::: EXERCISE MATERIAL

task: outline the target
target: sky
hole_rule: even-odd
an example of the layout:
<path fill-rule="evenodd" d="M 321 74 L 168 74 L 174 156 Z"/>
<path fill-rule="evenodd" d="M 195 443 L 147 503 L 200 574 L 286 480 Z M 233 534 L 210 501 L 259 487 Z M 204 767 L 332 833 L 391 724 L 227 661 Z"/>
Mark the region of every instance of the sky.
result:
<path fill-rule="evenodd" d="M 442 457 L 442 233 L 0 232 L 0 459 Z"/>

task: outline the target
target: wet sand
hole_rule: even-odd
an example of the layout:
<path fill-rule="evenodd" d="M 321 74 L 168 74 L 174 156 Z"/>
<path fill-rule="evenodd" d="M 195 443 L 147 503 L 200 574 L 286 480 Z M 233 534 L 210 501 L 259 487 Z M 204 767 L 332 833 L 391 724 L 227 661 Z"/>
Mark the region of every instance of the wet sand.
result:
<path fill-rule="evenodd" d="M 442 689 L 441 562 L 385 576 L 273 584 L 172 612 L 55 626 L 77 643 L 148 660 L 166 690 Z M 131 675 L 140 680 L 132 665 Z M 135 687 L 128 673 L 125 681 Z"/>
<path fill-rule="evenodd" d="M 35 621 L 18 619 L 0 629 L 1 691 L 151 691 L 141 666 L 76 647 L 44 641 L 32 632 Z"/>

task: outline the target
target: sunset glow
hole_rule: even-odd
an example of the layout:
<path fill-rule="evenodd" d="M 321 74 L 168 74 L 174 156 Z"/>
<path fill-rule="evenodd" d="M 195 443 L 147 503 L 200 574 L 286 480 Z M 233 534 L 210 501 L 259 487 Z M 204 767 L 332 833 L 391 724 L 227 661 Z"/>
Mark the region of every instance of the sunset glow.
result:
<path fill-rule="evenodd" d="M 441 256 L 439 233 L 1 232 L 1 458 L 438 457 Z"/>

::::::

Output each record exactly, leaving nothing out.

EXPECTED OUTPUT —
task: outline the target
target: sky
hole_rule: even-odd
an example of the layout:
<path fill-rule="evenodd" d="M 321 74 L 168 74 L 174 156 Z"/>
<path fill-rule="evenodd" d="M 195 443 L 147 503 L 200 574 L 286 480 Z M 233 534 L 210 501 L 259 487 Z M 204 767 L 332 833 L 391 724 L 227 661 Z"/>
Mark the region of every instance of the sky.
result:
<path fill-rule="evenodd" d="M 442 457 L 442 233 L 0 232 L 0 459 Z"/>

task: outline the target
target: wet sand
hole_rule: even-odd
an example of the layout:
<path fill-rule="evenodd" d="M 321 74 L 168 74 L 174 156 Z"/>
<path fill-rule="evenodd" d="M 195 443 L 147 503 L 200 574 L 286 480 Z M 233 534 L 210 501 L 259 487 Z M 204 767 L 332 833 L 391 724 L 227 661 Z"/>
Mark the region of every instance of the wet sand.
result:
<path fill-rule="evenodd" d="M 442 689 L 441 562 L 385 576 L 273 584 L 172 612 L 55 626 L 77 643 L 148 660 L 166 690 Z M 131 675 L 140 680 L 132 665 Z M 135 687 L 128 673 L 125 681 Z"/>
<path fill-rule="evenodd" d="M 35 621 L 18 619 L 0 629 L 1 691 L 151 691 L 141 666 L 76 647 L 44 641 L 32 632 Z"/>

task: outline the target
target: sunset glow
hole_rule: even-odd
an example of the layout:
<path fill-rule="evenodd" d="M 321 74 L 168 74 L 174 156 Z"/>
<path fill-rule="evenodd" d="M 195 443 L 147 503 L 200 574 L 286 480 Z M 233 534 L 210 501 L 259 487 Z M 204 767 L 332 833 L 391 724 L 227 661 Z"/>
Mark the region of every instance of the sunset glow.
result:
<path fill-rule="evenodd" d="M 441 256 L 439 233 L 1 232 L 1 458 L 438 457 Z"/>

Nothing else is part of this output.